### EXERCISE DIRECTIONS
Write the entries out again. Every character must match.

### ENTRIES SUPPLIED
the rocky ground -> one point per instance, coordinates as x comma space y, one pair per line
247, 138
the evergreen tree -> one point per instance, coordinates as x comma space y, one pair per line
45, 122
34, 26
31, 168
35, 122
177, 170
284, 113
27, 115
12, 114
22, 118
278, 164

### EXERCISE RESULT
the rocky ground -> one point per instance, coordinates as x comma space y, one pair per line
247, 138
the evergreen tree -> one point per instance, coordinates as x comma space y, one pair per line
45, 122
34, 26
31, 168
35, 122
177, 170
284, 113
27, 115
12, 114
22, 118
278, 164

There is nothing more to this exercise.